INSTRUÇÕES DA TAREFA - Por favor, retome o texto sobre a greve de policiais e continue a escrevê-lo a partir do ponto em que ele termina.

TRECHO DA FONTE -
+-------+

Marcos Monteiro*
Difícil para outros segmentos da
sociedade trabalhadora apoiar greve policial. Polícia sempre é sinônimo de
repressão a estudantes e trabalhadores. Não sei se seria a oportunidade de
todos os outros segmentos organizarem a sua própria greve, dentro da imensa
lista de demandas da população perante o desequilíbrio social e institucional:
pelo menos, faltaria polícia para reprimir. Mas a impressão é que policial,
nessas horas, faria intervalo na sua greve para bater na greve dos outros,
questão de costume. A questão real é que a polícia só se reconhece como
trabalhadora nas horas em que o bolso aperta, como se não apertasse para todo
mundo.
Direito de greve é direito de
trabalhador, às vezes não reconhecido por setores dominantes. Entretanto,
estabelecido e divulgado o movimento, algumas imagens nos convidam a pensar.
Policiais fardados, de revolver em punho, atirando para cima, nos remetem a
muita coisa. Imagem puxa imagem e a memória nos lembra policiais atirando em civis,
descendo o cassetete em movimentos sociais e promovendo reais massacres contra
sem-terras, presidiários ou crianças de rua. Policial não é trabalhador
qualquer, mas trabalhador perigoso, com direito a posse e uso de arma e com um
cotidiano de confronto e violência.
O policial é o trabalhador comum
da garantia da lei e da ordem. Quando a lei não é ética e a ordem é imoral, ele
continua do mesmo lado porque, como qualquer trabalhador, não é pago para
pensar nem para decidir. Desse modo, torna-se a face visível de um sistema
hierárquico e autoritário em que a força do direito e o direito da força se
confundem.
A presença universal do policial
(veja-se emblematicamente o policiamento ostensivo) aponta para a presença
universal do crime e nos leva a esquecer que talvez o próprio sistema seja o
grande criminoso. O historiador Hobsbawm lembra que as guerras produzem seres
humanos cuja maior especialidade é matar. Em tempo de paz, parte dessas pessoas
continuam fazendo aquilo que mais sabem, engrossando as fileiras do crime. O
que parece óbvio é que cada vez mais a sociedade parece estar em permanente
guerra e parte da população é treinada pelo próprio sistema para bater e matar.
Luta corporal e tiro ao alvo é currículo diário e obrigatório da educação de vários
jovens e adultos de nossa terra.

+-------+

ITENS ARMAZENADOS -
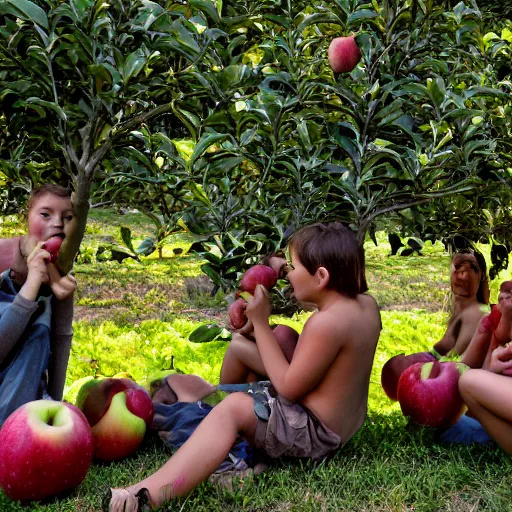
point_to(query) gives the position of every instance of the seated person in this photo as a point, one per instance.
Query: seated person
(470, 291)
(487, 351)
(36, 304)
(322, 393)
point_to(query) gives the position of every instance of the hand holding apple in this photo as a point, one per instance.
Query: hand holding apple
(501, 360)
(118, 410)
(429, 393)
(46, 448)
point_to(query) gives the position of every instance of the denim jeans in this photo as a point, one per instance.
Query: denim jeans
(466, 430)
(21, 373)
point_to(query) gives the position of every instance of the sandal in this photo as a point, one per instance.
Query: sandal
(121, 500)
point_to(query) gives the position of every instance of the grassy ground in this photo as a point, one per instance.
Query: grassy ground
(135, 317)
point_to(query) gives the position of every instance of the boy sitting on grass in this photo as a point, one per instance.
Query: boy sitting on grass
(322, 393)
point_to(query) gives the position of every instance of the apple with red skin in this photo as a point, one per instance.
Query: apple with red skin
(287, 337)
(258, 274)
(428, 393)
(343, 54)
(118, 411)
(52, 245)
(394, 367)
(46, 448)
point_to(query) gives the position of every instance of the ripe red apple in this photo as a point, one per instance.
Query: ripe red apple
(236, 313)
(287, 337)
(118, 410)
(429, 393)
(52, 245)
(343, 54)
(259, 274)
(394, 367)
(46, 448)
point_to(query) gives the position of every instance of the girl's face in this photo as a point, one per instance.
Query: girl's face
(51, 215)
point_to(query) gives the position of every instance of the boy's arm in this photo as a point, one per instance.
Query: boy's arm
(318, 346)
(62, 334)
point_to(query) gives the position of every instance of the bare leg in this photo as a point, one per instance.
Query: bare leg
(488, 399)
(242, 362)
(202, 454)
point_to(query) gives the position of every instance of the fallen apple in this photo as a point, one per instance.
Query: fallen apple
(428, 393)
(118, 411)
(394, 367)
(53, 245)
(343, 54)
(46, 448)
(287, 337)
(258, 274)
(236, 313)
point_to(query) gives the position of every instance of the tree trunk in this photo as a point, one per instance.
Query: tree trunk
(71, 245)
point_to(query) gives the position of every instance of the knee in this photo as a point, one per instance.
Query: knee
(468, 381)
(240, 407)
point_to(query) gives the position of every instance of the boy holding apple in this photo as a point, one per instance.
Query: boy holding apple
(36, 303)
(322, 393)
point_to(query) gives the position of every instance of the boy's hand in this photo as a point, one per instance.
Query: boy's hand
(62, 286)
(247, 330)
(501, 360)
(259, 309)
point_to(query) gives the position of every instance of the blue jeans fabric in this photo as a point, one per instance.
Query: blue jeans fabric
(20, 380)
(22, 369)
(466, 430)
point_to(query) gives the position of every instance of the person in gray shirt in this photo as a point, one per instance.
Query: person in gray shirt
(36, 304)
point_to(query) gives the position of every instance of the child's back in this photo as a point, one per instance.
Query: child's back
(348, 330)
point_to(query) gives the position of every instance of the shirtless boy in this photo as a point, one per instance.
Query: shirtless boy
(470, 291)
(322, 392)
(487, 391)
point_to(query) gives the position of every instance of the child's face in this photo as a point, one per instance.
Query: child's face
(466, 275)
(300, 279)
(51, 215)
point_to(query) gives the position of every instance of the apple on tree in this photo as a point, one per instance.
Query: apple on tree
(118, 411)
(343, 54)
(46, 448)
(394, 367)
(428, 393)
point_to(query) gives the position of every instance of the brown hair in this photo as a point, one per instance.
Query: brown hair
(482, 294)
(38, 192)
(335, 247)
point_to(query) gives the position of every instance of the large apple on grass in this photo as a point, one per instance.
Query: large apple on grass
(119, 411)
(429, 393)
(394, 367)
(46, 448)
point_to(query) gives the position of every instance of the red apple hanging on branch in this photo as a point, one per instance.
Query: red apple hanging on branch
(428, 393)
(343, 54)
(46, 448)
(118, 411)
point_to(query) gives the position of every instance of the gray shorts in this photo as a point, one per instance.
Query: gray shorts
(293, 431)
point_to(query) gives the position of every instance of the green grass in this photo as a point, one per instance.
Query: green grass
(134, 317)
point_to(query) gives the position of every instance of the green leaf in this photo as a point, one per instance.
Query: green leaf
(205, 333)
(31, 10)
(126, 235)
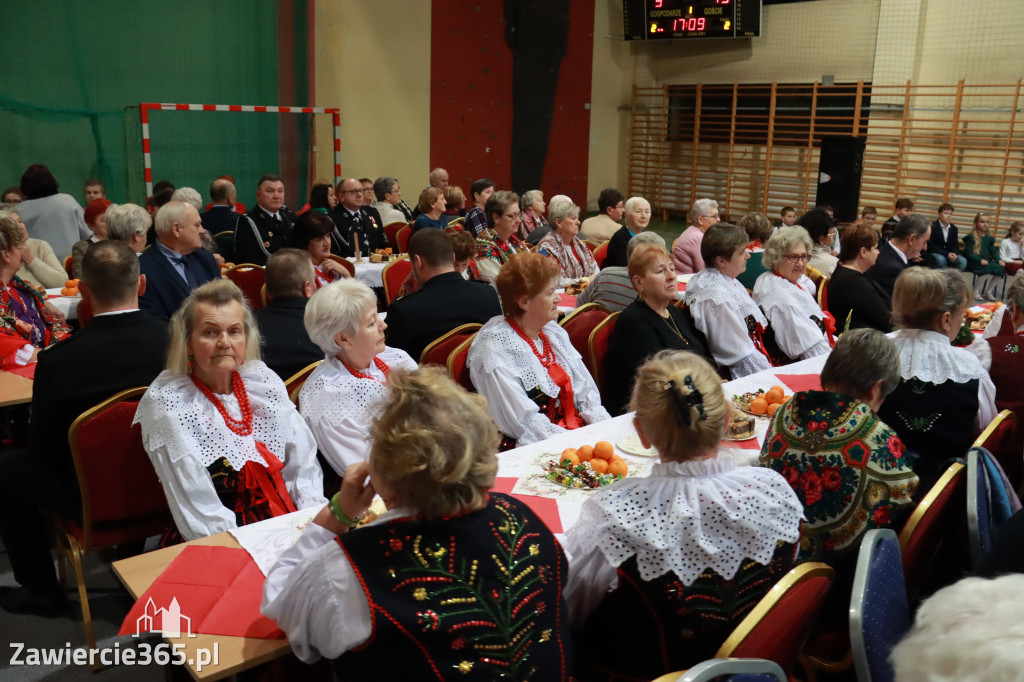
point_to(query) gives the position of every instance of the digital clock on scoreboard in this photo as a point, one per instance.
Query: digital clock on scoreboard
(675, 19)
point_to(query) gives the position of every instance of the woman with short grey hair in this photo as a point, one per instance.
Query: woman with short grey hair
(786, 296)
(338, 400)
(563, 244)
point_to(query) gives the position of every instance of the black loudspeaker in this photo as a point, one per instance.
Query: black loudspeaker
(839, 175)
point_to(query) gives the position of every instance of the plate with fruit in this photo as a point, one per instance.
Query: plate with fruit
(761, 402)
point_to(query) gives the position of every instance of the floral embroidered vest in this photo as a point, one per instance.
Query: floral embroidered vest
(473, 597)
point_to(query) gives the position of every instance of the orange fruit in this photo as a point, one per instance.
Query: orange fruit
(586, 453)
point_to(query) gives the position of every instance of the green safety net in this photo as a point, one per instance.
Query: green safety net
(73, 75)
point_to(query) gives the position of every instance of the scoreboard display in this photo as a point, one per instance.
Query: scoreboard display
(681, 19)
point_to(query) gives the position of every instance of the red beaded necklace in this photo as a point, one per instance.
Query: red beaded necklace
(548, 356)
(242, 426)
(381, 365)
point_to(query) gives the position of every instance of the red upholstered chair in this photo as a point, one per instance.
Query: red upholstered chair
(930, 524)
(457, 365)
(1003, 439)
(776, 627)
(600, 253)
(402, 238)
(437, 351)
(391, 231)
(597, 346)
(581, 323)
(394, 273)
(84, 312)
(347, 264)
(297, 380)
(122, 499)
(250, 279)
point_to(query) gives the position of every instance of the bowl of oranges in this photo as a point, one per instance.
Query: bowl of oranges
(762, 402)
(587, 467)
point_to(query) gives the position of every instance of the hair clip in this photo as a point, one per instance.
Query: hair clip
(684, 403)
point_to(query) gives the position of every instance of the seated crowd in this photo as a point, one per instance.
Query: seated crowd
(667, 565)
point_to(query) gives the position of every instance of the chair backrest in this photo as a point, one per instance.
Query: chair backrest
(929, 523)
(404, 233)
(580, 323)
(391, 232)
(394, 273)
(597, 346)
(437, 351)
(84, 313)
(600, 253)
(1004, 440)
(776, 627)
(457, 365)
(116, 478)
(294, 383)
(729, 670)
(347, 264)
(250, 279)
(880, 614)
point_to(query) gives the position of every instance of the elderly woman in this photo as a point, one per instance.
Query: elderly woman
(667, 565)
(339, 398)
(128, 223)
(650, 324)
(96, 220)
(54, 217)
(532, 207)
(722, 309)
(847, 467)
(39, 265)
(227, 444)
(431, 207)
(982, 258)
(637, 212)
(686, 252)
(944, 397)
(311, 232)
(562, 243)
(854, 299)
(758, 229)
(27, 324)
(786, 296)
(401, 597)
(535, 381)
(499, 242)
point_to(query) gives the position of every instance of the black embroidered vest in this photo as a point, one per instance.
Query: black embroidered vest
(474, 597)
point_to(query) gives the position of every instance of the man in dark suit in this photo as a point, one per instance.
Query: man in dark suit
(355, 222)
(265, 228)
(287, 347)
(908, 240)
(175, 263)
(221, 216)
(943, 244)
(444, 300)
(121, 348)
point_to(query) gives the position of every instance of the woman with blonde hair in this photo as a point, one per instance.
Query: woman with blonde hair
(983, 258)
(227, 444)
(451, 578)
(667, 565)
(944, 397)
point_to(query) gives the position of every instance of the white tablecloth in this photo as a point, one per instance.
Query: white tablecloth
(67, 305)
(369, 273)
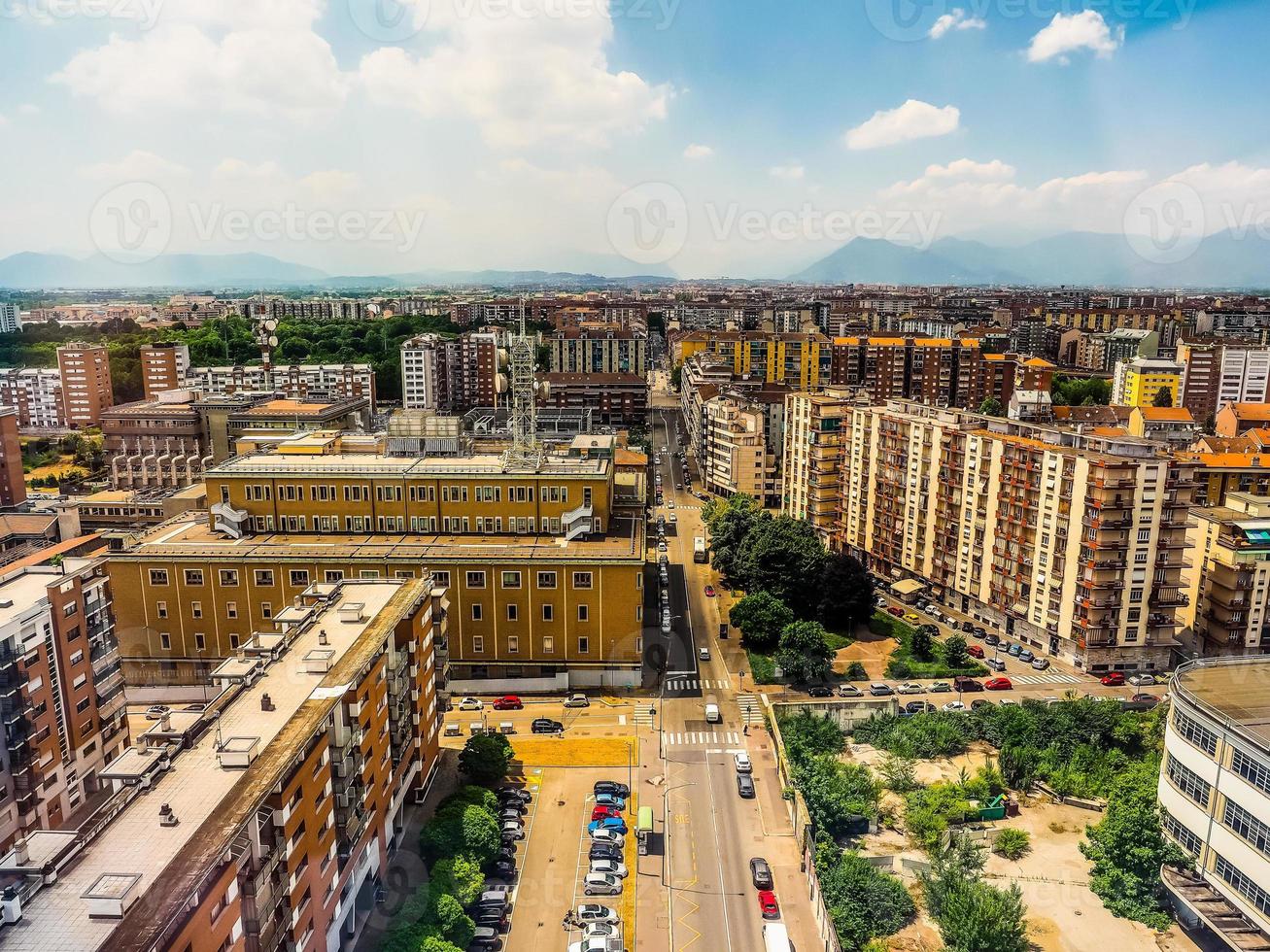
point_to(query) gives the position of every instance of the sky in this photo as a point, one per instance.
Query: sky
(695, 137)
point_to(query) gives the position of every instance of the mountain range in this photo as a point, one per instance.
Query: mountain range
(1223, 260)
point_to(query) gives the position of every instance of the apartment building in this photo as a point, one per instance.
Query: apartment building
(11, 318)
(1228, 583)
(545, 574)
(1070, 542)
(36, 395)
(810, 483)
(86, 391)
(263, 819)
(61, 695)
(599, 349)
(1215, 798)
(294, 381)
(1217, 372)
(13, 477)
(1138, 382)
(164, 367)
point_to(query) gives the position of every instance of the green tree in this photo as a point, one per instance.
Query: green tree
(1126, 848)
(761, 619)
(846, 593)
(485, 758)
(784, 556)
(803, 653)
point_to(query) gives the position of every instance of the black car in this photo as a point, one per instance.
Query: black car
(761, 873)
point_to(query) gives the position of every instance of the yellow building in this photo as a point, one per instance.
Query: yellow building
(1138, 382)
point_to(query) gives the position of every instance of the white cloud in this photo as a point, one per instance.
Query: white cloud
(1070, 33)
(137, 165)
(955, 20)
(787, 173)
(913, 119)
(285, 71)
(524, 78)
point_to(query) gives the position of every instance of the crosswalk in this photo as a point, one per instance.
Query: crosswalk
(703, 737)
(696, 683)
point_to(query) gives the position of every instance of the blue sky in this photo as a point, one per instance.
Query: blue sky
(739, 137)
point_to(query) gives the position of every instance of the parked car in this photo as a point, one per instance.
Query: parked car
(761, 873)
(596, 913)
(601, 885)
(608, 867)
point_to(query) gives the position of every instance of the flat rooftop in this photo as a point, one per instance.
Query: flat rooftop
(623, 539)
(210, 801)
(375, 464)
(1233, 690)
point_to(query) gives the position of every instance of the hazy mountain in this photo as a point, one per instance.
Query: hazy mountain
(1221, 260)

+-------+

RESPOSTA ESCRITA -
Nas escolas, a história das
vitórias pelas armas é contada e recontada, formando a nossa consciência
patriótica e produzindo em nossa alma emoções diante de desfiles armados, por
exemplo. Albert Einstein dizia que não conseguia ter nenhum entusiasmo diante
de uma parada militar: não conseguia admirar quem pensava com a medula. Dirigir
nossas emoções, escolher os motivos das nossas admirações, também é tarefa
educativa. Ser educado é saber distinguir entre o próprio Einstein e o famoso
Duque de Caxias, modelo escolar de militar disciplinado ou de um bom
funcionário das armas.
Essa greve nos remete à
constatação da necessidade policial, de bons policiais certamente, mas nos leva
a pensar em como seria um mundo sem polícia ou sem nenhum tipo de funcionário
das armas. Mundo sonhado, cantado, dançado, em que o corpo seja lugar para a
ternura e carinho e nunca instrumento para causar dor. Muito se escreveu sobre,
mas ainda é preciso sonhar. A utopia de um mundo melhor deve inclusive ser mais
do que sonho. Deve ser o grande projeto, mesmo se inalcançável, que oriente as
nossas pequenas, cotidianas e alcançáveis metas.
Feira de Santana, 10 de fevereiro
de 2012
*Marcos Monteiro é assessor de
pesquisa do CEPESC. Mestre em Filosofia, faz parte do colégio pastoral da
Comunidade de Jesus em Feira de Santana, BA. Também faz parte das diretorias do
Centro de Ética Social Martin Luther King Jr. e da Fraternidade Teológica
Latino-Americana do Brasil
CEPESC – Centro de Pesquisa,
Estudos e Serviço Cristão. E-mail cepesc@bol.com.br, site www.cepesc.com.
Fone: (71) 3266-5526.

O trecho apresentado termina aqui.